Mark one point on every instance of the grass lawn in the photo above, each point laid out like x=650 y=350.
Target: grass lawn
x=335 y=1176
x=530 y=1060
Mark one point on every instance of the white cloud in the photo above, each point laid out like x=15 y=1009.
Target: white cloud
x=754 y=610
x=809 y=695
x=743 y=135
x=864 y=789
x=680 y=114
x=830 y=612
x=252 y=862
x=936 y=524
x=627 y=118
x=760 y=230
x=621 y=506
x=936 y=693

* * *

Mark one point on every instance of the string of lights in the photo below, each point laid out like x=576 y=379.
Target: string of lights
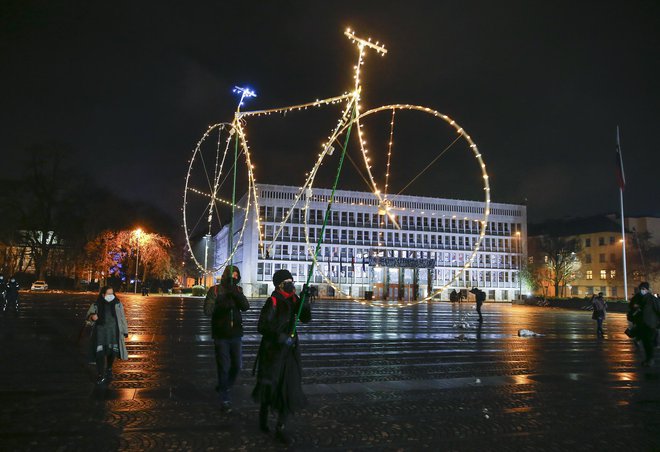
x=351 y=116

...

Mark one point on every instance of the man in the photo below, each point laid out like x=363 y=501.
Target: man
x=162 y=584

Task statement: Arrange the stretch of the items from the line containing "Mark one point on every instance of the man" through the line containing "x=162 y=584" as a numbered list, omitting any blank lines.

Answer to this problem:
1. Mark one point on every instance of the man in the photo below, each point laid out like x=363 y=501.
2. Target: man
3. x=162 y=584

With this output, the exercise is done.